## REQUEST
Will you give every entry again exactly as it stands?

## DATA TO USE
* * * * * * *
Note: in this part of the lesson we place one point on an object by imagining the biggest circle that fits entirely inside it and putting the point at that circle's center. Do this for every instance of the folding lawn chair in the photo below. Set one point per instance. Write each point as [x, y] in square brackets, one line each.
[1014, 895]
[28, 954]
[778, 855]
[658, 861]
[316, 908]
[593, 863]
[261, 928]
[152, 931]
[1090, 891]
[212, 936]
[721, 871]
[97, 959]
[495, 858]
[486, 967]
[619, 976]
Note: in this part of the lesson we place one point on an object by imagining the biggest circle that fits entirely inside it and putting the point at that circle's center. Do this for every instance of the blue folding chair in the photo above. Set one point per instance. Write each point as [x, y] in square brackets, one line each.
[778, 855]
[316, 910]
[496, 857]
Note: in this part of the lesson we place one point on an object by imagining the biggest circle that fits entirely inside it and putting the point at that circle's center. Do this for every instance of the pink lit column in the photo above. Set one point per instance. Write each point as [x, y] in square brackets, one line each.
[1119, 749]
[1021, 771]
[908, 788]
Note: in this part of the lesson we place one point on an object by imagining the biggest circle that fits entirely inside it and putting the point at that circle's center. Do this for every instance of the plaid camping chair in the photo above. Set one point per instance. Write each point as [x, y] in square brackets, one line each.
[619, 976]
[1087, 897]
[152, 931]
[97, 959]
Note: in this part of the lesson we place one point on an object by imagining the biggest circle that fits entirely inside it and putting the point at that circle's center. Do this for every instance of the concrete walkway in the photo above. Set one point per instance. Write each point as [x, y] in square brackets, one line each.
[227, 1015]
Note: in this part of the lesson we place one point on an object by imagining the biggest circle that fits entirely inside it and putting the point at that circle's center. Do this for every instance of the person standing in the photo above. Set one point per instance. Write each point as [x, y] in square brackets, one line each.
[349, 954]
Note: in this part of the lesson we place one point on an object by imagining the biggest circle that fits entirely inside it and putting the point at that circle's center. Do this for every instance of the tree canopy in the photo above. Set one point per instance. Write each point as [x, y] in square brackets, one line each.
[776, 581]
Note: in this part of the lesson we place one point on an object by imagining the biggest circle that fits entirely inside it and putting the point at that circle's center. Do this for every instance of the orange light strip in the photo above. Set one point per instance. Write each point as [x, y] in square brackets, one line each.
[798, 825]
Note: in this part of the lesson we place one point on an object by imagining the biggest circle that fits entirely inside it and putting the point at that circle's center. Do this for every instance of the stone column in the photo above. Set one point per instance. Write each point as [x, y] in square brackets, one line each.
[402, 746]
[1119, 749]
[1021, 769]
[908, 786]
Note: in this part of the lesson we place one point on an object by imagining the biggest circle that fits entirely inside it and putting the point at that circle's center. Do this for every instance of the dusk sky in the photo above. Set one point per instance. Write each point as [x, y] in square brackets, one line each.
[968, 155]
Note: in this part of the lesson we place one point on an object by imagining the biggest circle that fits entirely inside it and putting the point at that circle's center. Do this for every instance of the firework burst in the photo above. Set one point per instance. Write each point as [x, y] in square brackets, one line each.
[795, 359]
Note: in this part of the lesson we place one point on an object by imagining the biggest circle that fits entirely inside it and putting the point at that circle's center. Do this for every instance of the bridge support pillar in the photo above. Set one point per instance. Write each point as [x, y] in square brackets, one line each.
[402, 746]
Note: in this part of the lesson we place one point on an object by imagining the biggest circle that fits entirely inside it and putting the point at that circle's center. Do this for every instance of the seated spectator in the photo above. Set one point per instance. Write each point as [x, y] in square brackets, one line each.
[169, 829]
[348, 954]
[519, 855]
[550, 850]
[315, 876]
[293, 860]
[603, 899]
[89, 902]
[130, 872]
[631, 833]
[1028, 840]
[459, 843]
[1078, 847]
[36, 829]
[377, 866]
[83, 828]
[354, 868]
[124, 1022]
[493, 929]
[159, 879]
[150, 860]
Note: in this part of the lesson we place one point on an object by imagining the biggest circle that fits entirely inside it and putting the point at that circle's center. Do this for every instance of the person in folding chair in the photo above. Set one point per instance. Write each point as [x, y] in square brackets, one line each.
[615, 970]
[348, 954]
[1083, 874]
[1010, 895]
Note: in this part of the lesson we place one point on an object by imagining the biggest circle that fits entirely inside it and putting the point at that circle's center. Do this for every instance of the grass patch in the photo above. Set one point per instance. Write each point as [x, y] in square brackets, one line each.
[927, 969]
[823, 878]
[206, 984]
* * * * * * *
## OUTPUT
Note: in this part of the lesson we place one point on an object by imagining the biggest circle that fits entirely inside it and putting the point at that circle's center. Do this for every instance of the folding lawn chair in the photo below. Set one point per instance. Write each point as [x, y] in square brackets, one line each.
[1014, 895]
[28, 954]
[778, 855]
[658, 861]
[316, 908]
[593, 863]
[261, 928]
[152, 931]
[1090, 891]
[212, 936]
[721, 871]
[97, 959]
[495, 858]
[486, 967]
[619, 976]
Note: in this part of the lesson we place one point on an object by imagining the biggest circle that fits entirely inside it and putting the point at that circle's center. Do this for every instance of the blue folding chair in the photo above. Set one point per instance. Write each point as [x, y] in square brackets, one line each.
[778, 855]
[316, 910]
[496, 857]
Note: in this part of the lesson we place one point on an object by imagining the biggest circle that fits entirely inside it and putting the point at that circle's center. Do this for every instance of the pink lit column in the photo above. Set one point per instance. Write each point as [x, y] in square brackets, one line each.
[1119, 749]
[1021, 771]
[908, 788]
Note: in this part of the lesson we place one point on an object by imagining the biggest circle that fits entirely inside it and putting the point at that circle's center. Do this for every instance of the plaid camping chair in the photo above. Set one point per instance. Write each point as [x, y] in square brackets, one line each.
[619, 976]
[1087, 897]
[152, 931]
[97, 959]
Note: in this part of the lesson we place one point on an object by imagining the biggest circle that fits entirely inside it and putting the point at that circle's center. Do this for every instance of the concrete walkway in the photo above. Set one point per instance. Write each point as [x, y] in square brackets, one line each.
[227, 1015]
Note: in this part of the lesson we place one point on an object by imagining the biggest circle that fits entirely inside it and putting the point at that circle's center. Do this for every instance of the person standing in the photo above. Set one point per instance. Write each point as [x, y] in square brackets, one line each.
[349, 954]
Note: in this part of the lesson we place one point on an object by imagining the biggest circle that fits entirely inside it and putting the point at that circle's center. Do this for every instance of the tree canopy in the photo above. Set one point per instance. Write each point as [x, y] in square brackets, one line each.
[776, 581]
Note: in this part of the lesson we place one point on an object by imagining the biggest circle that fits entirely inside it and putting the point at that circle's center. Do this for every instance of the orange light strip in the photo above. Set one point per instance. Write each point as [x, y] in square brackets, one line each.
[798, 825]
Note: in this part of the lesson we place one point on an object by imagining the biggest circle that fits entirely inside it and putting the point at that circle's center. Do this for every instance of the stone column in the photo above. Set one point per instance. Write each point as [x, y] in square brackets, one line each.
[402, 746]
[1119, 749]
[1021, 769]
[908, 786]
Note: in this part of the lesson we place one point on an object by imagining the biggest circle that fits entirely inside it and putting the point at that circle's center. Do this for every instance of the dusk sky in the photo above. Set one point per instance. Write each point as [x, y] in square brackets, one line each.
[968, 155]
Note: in this part of the lesson we place one point on an object by imagining the biggest circle that fits entirely inside it and putting the point at that circle's center. Do this for every instance of the firework burst in the photo above. Set one point per instance. Write each point as [x, y] in square brackets, one line each.
[795, 359]
Note: in this part of the lesson we place one point on an object by imagining the biggest circle that fits entirely inside it and putting the point at that circle's center. Do this for every instance of the bridge support pillar in the photo above. Set one point per instance. Write each point as [x, y] in square brackets, one line each.
[402, 746]
Note: in this part of the lesson we place one point on an object by imagining the biggest circle that fits entirely inside it and putting the point at that circle's center. Do this for every instance of the seated spectator in the photo above. Set one point per instance. Write each point as [x, y] in square brackets, one line each.
[169, 829]
[348, 954]
[519, 855]
[550, 850]
[315, 876]
[293, 860]
[603, 899]
[89, 902]
[130, 872]
[631, 833]
[1028, 840]
[459, 843]
[1078, 847]
[36, 829]
[377, 866]
[83, 828]
[354, 868]
[124, 1022]
[493, 929]
[159, 879]
[150, 860]
Note: in this part of the lesson we place one point on an object by imagining the biggest circle that fits entirely inside it and putting the point at that circle's center. Do this for every instance of the person in folding chair in the photo above. Set one point per instance. Write each point as [x, y] in square brackets, one line each.
[615, 970]
[348, 954]
[1083, 874]
[1010, 895]
Note: in this part of the lesson we place one point on an object by imagining the biggest circle that fits entirely inside it and putting the point at that circle's center. Do this for every instance of the grass patch in the photo above. Set one point per instance. Write each point as [x, y] in square brackets, one line each.
[927, 969]
[823, 878]
[206, 984]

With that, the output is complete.